Input records>
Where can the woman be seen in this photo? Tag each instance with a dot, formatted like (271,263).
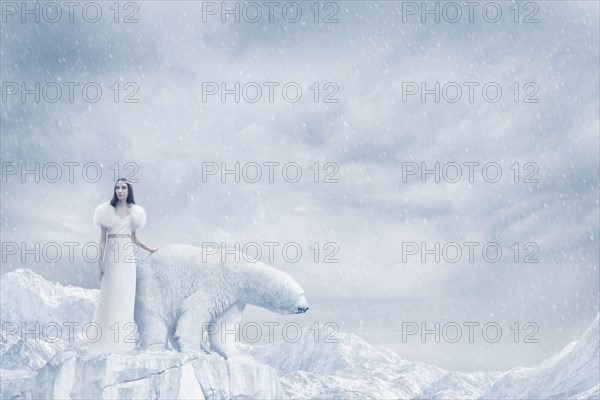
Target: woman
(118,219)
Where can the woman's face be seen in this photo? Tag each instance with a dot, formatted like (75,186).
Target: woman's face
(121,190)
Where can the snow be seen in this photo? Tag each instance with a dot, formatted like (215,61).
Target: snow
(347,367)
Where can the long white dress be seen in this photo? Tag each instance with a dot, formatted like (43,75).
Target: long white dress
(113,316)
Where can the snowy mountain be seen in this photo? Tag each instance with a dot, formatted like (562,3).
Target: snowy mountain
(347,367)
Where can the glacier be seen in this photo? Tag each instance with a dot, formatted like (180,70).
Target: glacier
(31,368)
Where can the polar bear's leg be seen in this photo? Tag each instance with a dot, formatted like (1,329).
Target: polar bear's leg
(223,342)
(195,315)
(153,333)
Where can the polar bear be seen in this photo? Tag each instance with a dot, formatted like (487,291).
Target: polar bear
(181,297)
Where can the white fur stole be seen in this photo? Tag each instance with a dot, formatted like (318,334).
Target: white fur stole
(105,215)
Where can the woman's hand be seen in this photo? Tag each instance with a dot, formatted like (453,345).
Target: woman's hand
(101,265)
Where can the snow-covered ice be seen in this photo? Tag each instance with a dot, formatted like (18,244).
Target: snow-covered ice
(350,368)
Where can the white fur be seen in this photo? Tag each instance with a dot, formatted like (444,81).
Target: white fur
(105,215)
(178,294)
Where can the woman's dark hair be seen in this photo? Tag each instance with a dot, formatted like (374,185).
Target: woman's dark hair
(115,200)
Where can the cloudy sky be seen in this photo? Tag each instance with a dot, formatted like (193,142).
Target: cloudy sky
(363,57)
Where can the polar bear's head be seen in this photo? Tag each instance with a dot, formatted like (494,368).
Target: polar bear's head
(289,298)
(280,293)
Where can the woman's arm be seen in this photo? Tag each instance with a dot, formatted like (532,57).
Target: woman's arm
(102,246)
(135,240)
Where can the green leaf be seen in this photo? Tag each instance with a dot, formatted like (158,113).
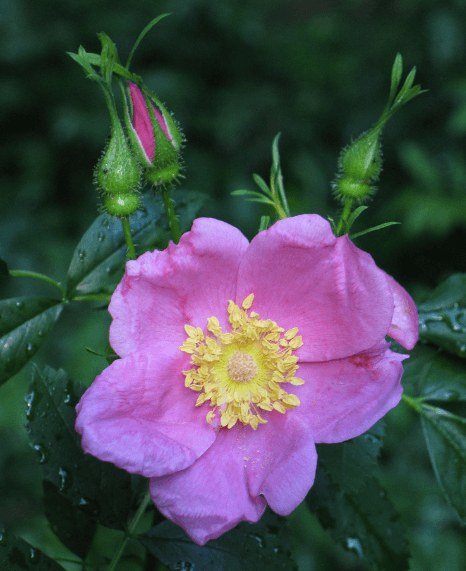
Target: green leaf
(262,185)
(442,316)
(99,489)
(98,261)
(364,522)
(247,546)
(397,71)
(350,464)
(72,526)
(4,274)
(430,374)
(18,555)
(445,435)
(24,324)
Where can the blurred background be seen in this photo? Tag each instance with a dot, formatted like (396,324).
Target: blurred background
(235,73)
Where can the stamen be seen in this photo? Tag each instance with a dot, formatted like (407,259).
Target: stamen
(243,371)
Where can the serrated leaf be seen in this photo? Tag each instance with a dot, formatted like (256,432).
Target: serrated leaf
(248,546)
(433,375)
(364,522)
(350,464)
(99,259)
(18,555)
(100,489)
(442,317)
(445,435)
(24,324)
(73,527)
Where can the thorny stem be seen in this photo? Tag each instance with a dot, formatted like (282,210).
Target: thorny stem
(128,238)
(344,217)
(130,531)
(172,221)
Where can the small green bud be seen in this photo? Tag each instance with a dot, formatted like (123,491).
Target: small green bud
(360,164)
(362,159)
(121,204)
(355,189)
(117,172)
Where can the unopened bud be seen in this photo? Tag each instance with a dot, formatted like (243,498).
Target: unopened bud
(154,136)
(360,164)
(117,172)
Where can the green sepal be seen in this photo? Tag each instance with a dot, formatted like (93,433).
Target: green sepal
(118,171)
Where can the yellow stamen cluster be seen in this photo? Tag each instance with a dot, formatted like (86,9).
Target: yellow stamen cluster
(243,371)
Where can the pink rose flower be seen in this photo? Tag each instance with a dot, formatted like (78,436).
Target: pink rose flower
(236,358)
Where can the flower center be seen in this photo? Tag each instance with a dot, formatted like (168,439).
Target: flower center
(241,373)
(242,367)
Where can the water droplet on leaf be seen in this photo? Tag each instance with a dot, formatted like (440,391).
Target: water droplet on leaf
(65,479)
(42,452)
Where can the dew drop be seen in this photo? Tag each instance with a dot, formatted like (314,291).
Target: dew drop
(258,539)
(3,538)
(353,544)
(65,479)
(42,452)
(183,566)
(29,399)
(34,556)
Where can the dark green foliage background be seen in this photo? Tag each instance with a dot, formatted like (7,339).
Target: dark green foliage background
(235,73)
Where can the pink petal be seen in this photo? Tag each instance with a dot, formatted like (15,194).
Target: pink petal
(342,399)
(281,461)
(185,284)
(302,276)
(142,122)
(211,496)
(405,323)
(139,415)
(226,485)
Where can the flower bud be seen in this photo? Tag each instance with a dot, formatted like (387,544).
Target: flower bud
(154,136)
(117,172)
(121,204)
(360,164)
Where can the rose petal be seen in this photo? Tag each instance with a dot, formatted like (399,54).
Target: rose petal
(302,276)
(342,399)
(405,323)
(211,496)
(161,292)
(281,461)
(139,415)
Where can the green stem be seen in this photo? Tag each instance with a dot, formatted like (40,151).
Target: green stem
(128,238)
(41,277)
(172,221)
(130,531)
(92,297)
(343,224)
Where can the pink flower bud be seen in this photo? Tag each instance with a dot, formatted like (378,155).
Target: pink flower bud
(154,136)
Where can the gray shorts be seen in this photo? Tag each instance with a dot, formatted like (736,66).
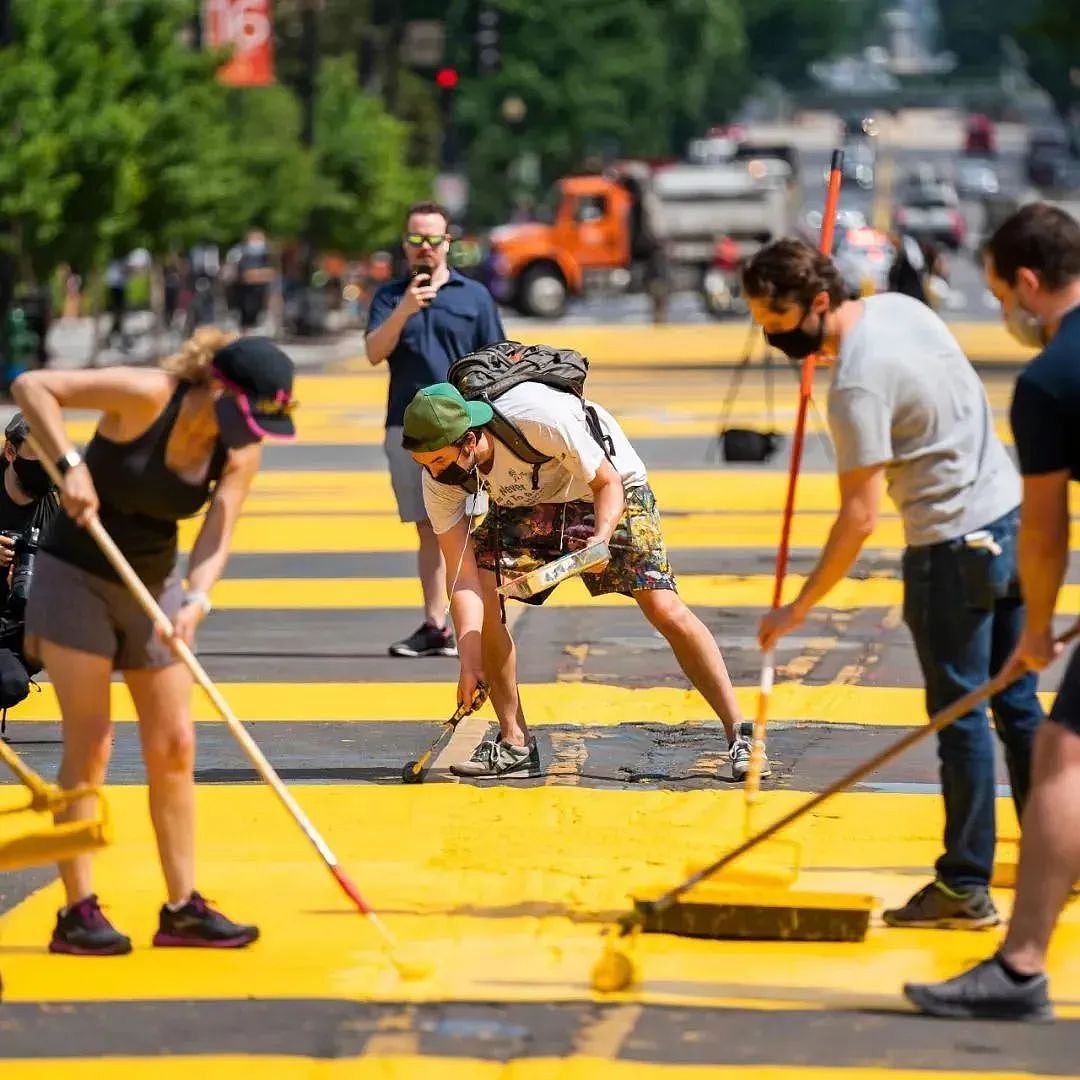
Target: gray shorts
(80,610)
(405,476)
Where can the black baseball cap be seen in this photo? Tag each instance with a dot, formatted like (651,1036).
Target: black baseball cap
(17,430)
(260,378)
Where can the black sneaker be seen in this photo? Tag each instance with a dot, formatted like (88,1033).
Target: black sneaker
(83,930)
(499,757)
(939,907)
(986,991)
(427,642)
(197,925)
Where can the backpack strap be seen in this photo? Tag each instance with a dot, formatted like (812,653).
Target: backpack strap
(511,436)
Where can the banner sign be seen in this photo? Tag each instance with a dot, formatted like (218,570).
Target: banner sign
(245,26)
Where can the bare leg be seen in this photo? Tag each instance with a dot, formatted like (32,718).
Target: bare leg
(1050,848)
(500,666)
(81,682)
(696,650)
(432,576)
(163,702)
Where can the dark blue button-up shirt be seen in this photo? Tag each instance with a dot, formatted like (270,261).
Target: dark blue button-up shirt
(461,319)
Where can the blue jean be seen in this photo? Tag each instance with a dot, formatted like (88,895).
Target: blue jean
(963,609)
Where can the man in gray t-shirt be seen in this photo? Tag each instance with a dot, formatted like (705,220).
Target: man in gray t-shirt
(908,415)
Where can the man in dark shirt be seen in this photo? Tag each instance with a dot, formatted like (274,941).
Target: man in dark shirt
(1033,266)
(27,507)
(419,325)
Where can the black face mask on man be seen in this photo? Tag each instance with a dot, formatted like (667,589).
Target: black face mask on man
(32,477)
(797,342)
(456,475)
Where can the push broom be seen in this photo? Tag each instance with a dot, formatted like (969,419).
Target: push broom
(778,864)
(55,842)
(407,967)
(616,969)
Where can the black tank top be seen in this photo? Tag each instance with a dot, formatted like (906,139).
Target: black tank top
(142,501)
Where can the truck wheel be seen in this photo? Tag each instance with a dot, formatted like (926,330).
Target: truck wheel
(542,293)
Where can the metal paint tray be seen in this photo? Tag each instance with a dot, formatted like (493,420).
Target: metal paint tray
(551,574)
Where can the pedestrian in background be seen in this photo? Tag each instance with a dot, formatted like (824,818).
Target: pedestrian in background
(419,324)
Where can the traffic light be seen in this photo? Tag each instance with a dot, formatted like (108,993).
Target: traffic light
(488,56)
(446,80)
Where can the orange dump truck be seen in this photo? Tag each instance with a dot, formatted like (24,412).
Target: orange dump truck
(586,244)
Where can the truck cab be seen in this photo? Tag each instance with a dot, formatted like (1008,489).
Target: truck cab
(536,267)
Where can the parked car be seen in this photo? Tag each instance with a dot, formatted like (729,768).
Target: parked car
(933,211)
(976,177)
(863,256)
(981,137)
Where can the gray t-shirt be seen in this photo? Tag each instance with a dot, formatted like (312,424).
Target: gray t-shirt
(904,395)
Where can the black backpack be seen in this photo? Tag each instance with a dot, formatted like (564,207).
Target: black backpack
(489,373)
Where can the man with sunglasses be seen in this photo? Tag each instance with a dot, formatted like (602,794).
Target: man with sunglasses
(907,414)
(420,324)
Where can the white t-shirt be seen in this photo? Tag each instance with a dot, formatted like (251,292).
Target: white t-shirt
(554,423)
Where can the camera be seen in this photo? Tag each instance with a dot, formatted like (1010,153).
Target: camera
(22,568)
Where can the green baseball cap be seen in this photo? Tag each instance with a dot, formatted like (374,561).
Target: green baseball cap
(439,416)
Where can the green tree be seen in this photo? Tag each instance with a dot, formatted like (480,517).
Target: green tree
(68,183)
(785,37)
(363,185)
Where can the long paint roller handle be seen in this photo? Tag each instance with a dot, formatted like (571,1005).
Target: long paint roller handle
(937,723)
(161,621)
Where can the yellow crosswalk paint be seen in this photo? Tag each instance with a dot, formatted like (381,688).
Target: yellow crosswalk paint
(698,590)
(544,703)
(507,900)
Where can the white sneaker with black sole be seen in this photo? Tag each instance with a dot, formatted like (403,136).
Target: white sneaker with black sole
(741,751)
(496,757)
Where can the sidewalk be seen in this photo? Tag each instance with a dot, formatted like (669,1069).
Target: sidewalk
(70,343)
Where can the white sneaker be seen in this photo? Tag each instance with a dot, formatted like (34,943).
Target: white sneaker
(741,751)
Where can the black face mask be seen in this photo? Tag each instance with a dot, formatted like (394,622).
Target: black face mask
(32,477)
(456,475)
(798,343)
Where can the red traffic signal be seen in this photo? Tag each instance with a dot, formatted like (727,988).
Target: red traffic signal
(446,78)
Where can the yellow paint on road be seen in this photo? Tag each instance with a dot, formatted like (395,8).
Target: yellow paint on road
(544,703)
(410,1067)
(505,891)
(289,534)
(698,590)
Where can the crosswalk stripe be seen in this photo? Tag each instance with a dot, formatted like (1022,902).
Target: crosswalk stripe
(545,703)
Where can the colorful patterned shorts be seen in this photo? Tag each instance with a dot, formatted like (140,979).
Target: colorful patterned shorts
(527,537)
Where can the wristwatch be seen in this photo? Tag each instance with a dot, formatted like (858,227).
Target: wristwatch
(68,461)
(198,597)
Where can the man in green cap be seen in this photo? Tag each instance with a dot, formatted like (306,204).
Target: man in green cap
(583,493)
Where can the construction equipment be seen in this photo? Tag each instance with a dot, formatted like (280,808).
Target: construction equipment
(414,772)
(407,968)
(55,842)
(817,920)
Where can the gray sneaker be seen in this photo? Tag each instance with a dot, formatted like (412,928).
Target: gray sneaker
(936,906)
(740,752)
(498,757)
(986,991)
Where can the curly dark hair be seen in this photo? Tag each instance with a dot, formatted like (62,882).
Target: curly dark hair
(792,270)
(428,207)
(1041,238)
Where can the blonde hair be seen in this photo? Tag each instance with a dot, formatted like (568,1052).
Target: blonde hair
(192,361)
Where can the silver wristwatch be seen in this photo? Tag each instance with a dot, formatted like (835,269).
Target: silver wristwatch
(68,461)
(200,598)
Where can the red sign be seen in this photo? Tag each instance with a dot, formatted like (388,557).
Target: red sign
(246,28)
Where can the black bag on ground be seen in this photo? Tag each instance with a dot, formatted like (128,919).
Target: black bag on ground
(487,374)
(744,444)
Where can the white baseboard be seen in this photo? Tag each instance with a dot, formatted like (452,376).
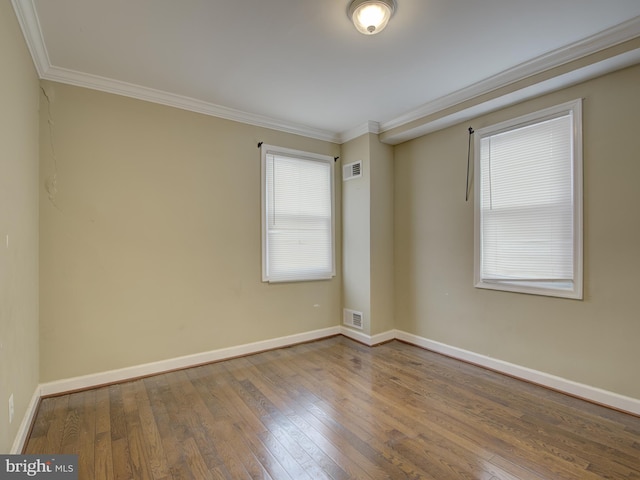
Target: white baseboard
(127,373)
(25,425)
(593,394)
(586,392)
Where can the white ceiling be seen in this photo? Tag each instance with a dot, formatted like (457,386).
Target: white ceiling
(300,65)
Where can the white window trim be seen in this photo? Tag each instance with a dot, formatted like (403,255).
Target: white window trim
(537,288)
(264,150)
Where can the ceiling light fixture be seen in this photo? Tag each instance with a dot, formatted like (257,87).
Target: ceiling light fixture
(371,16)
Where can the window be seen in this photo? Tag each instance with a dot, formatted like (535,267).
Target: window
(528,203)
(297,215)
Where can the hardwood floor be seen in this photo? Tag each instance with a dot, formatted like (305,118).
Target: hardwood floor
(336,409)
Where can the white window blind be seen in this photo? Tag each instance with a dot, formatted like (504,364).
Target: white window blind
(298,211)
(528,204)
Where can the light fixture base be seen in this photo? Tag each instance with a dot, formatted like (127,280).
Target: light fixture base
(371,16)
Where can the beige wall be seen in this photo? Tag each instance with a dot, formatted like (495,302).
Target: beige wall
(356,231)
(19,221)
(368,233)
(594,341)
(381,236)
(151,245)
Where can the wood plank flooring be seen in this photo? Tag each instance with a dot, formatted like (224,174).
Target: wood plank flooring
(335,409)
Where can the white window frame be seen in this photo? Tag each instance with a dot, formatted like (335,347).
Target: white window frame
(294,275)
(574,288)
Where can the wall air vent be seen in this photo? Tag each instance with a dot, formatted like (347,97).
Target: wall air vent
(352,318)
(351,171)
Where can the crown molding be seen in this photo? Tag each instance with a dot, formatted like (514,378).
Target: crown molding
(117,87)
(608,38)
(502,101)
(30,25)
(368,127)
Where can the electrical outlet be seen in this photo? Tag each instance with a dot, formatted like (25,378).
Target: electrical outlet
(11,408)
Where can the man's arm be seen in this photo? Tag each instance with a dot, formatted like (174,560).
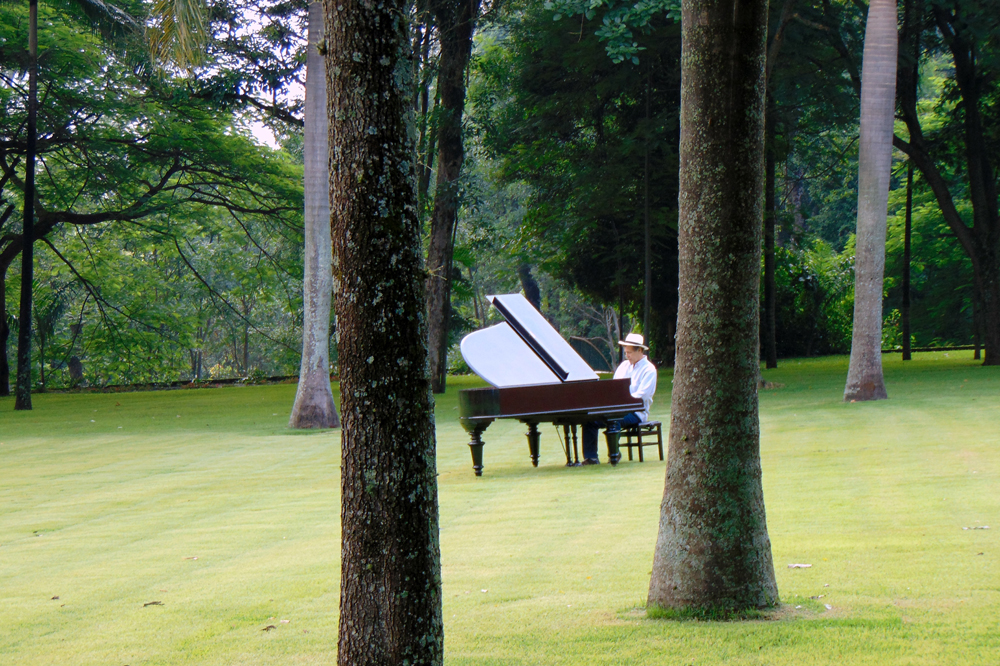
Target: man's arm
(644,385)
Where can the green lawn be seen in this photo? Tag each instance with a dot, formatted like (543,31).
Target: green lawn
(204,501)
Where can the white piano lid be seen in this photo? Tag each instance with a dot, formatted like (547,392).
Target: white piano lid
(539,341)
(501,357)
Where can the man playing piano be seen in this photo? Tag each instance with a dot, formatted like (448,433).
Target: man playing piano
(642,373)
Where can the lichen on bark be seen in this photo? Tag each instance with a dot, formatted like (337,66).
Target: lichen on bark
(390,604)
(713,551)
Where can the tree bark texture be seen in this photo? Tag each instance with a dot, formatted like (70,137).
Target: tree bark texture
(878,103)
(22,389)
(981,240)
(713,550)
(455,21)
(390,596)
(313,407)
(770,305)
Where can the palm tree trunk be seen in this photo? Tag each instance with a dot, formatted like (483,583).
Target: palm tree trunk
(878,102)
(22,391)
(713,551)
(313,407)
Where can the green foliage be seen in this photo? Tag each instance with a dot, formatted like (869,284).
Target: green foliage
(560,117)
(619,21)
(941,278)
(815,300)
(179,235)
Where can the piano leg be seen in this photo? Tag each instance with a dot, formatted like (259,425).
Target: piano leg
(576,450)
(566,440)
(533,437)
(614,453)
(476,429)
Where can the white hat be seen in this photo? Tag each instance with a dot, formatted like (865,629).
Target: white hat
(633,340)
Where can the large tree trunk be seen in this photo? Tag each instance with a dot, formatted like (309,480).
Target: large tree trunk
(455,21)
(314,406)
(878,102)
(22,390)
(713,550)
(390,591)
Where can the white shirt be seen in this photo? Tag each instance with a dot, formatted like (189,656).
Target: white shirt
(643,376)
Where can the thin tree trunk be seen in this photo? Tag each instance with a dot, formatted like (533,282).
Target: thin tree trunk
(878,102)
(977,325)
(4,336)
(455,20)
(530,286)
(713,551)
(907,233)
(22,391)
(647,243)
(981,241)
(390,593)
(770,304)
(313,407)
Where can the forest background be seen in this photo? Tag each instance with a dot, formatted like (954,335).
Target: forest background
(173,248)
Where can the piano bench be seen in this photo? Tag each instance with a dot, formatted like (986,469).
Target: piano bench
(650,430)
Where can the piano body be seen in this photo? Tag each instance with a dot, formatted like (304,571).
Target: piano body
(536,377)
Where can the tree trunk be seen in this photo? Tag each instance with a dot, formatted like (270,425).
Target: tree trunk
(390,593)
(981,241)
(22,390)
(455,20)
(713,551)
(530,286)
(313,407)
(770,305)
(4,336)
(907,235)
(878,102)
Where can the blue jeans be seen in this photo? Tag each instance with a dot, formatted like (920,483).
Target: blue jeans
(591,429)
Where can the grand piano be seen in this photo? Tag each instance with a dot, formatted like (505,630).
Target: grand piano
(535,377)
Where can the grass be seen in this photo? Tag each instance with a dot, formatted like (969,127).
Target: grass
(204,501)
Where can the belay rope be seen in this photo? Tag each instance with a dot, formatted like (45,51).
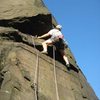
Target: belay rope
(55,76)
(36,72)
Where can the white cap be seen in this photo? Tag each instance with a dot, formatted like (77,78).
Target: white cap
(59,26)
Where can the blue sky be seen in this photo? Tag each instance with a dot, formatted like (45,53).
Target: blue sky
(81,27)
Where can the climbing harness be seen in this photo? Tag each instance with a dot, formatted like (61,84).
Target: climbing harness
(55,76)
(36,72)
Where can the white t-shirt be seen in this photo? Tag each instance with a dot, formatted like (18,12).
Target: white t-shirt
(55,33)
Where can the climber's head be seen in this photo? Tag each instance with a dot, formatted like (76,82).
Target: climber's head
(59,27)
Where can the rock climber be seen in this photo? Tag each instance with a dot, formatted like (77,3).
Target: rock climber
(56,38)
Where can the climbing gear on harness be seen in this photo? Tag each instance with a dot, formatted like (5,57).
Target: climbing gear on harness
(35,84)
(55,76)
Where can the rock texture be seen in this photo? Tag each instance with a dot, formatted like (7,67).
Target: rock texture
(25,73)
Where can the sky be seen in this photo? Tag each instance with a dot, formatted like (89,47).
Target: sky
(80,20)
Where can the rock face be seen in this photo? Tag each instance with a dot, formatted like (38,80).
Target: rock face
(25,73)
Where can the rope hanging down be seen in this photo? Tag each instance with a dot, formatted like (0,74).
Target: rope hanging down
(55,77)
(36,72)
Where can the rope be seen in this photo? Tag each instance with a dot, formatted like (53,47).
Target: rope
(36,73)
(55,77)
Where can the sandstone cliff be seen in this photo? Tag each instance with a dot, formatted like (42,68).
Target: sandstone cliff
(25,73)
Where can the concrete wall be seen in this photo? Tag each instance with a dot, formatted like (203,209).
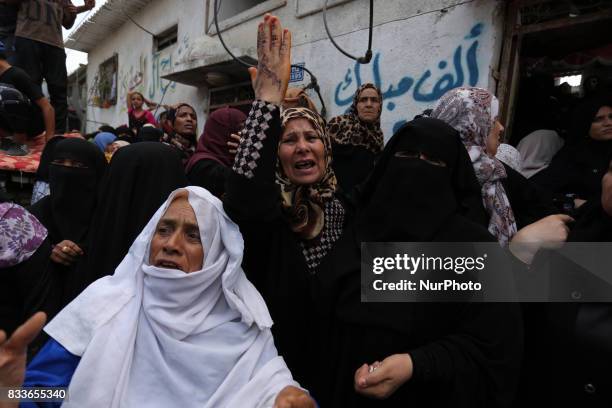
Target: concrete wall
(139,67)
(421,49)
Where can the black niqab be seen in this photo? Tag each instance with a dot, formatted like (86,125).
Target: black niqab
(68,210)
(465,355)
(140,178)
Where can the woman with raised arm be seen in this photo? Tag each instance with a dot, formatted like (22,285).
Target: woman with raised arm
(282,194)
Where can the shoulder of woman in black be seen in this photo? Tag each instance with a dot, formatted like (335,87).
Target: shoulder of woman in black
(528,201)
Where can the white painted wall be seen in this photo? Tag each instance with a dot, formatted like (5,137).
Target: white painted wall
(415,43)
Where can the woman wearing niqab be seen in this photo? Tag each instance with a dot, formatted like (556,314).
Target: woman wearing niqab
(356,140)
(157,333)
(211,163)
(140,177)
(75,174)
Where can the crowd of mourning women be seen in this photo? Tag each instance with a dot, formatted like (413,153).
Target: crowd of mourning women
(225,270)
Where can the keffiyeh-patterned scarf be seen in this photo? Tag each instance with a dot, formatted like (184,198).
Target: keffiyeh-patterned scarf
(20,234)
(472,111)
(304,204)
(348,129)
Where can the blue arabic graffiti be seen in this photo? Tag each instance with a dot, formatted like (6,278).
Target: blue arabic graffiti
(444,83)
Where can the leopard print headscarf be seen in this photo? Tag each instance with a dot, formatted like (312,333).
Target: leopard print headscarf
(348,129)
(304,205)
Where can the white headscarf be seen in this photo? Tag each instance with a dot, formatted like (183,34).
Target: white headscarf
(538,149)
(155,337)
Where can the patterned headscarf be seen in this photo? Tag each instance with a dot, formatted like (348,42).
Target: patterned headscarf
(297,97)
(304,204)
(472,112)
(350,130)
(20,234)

Task directions>
Return exactly the lines of the data, and only those, from the line with "Target: white headscarf" through the last line, inclusive.

Exercise answer>
Target: white headscarf
(538,149)
(155,337)
Where can the patterned headscarf be seen in this photo? Tag each instance with a dot, formatted like (348,42).
Target: patterned headscarf
(297,97)
(304,204)
(472,112)
(350,130)
(20,234)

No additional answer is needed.